Goal: Retype the lines character for character, from the line containing "[search] crowd in bleachers" through the final line.

(Dataset entries)
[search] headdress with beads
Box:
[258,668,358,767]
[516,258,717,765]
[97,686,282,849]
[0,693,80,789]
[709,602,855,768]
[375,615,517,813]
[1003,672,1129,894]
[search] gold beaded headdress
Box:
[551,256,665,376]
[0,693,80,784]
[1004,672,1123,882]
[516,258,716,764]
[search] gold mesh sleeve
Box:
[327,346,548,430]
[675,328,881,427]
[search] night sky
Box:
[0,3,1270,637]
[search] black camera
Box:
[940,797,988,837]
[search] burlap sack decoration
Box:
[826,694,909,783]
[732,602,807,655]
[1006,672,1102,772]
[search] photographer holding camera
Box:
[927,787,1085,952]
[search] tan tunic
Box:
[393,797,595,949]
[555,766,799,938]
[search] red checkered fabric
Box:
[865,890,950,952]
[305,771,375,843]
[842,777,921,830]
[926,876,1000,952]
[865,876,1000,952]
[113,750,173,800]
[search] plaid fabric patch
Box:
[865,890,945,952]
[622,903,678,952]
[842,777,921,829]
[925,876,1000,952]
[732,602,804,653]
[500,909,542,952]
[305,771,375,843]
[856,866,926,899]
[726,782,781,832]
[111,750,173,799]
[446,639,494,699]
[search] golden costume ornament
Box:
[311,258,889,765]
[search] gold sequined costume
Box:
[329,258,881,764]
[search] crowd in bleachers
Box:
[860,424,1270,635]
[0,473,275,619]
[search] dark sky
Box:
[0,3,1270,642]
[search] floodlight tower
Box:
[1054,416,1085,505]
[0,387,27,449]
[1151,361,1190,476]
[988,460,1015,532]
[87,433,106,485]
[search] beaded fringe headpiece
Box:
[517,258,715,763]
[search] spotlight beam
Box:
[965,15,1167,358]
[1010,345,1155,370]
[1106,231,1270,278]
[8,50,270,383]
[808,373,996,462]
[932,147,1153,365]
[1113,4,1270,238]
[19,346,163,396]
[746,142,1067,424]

Exercise result:
[search] crowd in bleachers
Box:
[860,424,1270,635]
[0,473,275,619]
[search] dark sky
Box:
[0,3,1270,642]
[search] floodlight tower
Box:
[1054,416,1085,505]
[0,387,27,449]
[1151,361,1190,476]
[988,460,1015,532]
[87,433,106,485]
[search] beaded fringe headpiece
Box:
[517,258,715,763]
[search] spotlight beam
Box:
[965,15,1167,358]
[1010,345,1155,370]
[1106,231,1270,278]
[8,50,270,383]
[808,373,996,462]
[932,147,1153,365]
[1113,4,1270,238]
[19,346,163,396]
[746,142,1067,424]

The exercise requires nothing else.